WHAT THE EXERCISE ASKS: Below is a listing. Set down exactly the lines from the one containing "Where can the dead" through the one containing "<point>759,177</point>", both ends included, and leave out the rest.

====== STUDY MATERIAL

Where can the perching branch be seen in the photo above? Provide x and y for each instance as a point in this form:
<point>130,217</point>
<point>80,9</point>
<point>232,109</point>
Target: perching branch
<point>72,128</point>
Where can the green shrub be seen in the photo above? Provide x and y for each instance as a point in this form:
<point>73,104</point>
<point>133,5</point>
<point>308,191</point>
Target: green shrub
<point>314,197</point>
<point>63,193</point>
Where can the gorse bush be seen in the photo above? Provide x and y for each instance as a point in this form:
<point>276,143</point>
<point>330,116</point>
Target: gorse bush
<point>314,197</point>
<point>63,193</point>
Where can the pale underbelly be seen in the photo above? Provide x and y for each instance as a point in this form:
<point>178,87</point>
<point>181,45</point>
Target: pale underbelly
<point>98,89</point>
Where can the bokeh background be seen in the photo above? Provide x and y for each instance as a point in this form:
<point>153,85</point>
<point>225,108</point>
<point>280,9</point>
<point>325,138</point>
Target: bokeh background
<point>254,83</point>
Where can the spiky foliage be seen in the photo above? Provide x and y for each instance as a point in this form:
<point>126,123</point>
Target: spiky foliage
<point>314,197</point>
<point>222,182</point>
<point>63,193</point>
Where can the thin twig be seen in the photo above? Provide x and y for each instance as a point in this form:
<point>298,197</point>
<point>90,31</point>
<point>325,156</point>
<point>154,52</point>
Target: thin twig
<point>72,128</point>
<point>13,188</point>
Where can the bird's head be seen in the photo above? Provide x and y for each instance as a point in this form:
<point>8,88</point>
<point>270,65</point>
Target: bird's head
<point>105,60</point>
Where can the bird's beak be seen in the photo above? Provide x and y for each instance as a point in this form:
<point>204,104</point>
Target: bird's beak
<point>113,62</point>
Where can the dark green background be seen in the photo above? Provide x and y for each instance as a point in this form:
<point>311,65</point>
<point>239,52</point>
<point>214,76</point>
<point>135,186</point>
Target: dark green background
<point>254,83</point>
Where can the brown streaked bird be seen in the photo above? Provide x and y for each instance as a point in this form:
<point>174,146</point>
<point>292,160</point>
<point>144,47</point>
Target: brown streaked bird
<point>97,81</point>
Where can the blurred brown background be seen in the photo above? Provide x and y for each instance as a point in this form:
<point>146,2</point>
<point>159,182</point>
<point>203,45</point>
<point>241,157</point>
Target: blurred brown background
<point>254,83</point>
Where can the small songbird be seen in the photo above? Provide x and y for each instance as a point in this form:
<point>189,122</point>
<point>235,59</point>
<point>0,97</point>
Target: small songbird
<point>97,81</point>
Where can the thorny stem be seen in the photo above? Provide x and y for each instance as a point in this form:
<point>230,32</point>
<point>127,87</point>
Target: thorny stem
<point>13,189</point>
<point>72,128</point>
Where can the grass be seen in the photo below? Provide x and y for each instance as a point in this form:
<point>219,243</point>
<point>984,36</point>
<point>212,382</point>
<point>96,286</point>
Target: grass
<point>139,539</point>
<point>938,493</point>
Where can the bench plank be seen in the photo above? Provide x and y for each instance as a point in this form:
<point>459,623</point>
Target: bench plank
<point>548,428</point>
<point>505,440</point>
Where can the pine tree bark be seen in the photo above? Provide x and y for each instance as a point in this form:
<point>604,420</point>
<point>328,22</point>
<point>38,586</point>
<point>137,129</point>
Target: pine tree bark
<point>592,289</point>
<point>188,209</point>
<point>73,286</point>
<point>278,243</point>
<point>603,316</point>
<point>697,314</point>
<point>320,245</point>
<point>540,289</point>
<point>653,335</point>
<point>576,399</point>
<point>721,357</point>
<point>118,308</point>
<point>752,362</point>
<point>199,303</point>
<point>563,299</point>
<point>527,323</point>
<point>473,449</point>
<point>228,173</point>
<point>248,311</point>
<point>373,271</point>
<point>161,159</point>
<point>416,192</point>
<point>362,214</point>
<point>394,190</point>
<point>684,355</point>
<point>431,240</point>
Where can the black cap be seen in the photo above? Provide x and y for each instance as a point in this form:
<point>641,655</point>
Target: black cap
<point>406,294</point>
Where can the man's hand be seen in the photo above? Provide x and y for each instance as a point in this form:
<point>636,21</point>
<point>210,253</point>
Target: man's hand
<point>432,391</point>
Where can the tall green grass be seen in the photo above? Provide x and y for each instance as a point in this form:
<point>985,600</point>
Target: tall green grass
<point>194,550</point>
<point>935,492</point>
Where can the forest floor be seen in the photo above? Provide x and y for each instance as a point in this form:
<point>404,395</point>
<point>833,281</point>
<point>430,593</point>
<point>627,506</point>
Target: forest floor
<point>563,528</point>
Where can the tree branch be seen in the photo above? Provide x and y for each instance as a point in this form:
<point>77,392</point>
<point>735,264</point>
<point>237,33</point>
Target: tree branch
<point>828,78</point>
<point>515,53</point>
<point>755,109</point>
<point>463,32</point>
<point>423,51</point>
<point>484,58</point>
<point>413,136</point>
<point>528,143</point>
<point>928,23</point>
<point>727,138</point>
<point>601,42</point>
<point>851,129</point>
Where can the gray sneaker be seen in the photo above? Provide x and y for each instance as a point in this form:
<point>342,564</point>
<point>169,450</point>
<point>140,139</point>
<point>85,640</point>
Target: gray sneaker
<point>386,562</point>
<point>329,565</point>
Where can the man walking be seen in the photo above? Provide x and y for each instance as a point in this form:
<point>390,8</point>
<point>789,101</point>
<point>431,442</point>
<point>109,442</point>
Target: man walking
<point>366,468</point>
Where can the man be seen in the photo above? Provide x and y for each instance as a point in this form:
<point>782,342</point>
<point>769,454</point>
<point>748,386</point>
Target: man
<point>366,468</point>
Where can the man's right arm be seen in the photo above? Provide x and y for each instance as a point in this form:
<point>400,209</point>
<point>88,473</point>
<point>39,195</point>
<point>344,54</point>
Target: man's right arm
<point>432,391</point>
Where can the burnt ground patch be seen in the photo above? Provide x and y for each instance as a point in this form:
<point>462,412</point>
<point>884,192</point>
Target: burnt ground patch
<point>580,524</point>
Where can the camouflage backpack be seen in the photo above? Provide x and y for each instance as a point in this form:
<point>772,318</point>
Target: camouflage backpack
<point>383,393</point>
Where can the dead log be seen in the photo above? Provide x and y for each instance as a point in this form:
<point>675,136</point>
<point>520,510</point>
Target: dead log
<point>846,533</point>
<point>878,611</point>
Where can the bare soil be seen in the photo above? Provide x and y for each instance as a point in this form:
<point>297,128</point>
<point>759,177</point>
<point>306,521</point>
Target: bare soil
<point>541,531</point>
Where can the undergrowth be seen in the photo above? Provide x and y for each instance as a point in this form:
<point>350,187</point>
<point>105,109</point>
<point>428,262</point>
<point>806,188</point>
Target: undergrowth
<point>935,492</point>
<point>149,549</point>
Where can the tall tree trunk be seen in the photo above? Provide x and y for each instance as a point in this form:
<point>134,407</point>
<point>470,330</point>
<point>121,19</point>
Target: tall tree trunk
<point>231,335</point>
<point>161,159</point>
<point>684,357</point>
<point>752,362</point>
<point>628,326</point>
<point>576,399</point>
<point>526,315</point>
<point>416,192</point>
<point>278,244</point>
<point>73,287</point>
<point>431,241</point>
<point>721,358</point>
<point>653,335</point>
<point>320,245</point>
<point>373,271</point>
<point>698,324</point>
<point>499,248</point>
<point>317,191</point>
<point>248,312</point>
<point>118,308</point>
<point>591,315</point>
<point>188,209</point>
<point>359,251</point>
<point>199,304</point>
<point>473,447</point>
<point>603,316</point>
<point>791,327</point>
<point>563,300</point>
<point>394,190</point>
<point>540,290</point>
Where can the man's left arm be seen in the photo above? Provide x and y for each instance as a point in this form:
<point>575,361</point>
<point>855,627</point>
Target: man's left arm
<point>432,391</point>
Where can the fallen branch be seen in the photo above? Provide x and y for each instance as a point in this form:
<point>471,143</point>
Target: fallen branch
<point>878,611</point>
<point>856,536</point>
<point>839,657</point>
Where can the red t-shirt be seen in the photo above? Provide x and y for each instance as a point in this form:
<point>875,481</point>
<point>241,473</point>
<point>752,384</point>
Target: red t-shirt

============

TASK ANSWER:
Where can the dead log be seen in the photo above? Provide x and y for each instance as a point in this form:
<point>675,136</point>
<point>520,510</point>
Target: dead log
<point>846,533</point>
<point>878,611</point>
Where can the bare soil be seen in the photo above? Provide x and y for each instance as a point in this form:
<point>297,128</point>
<point>759,177</point>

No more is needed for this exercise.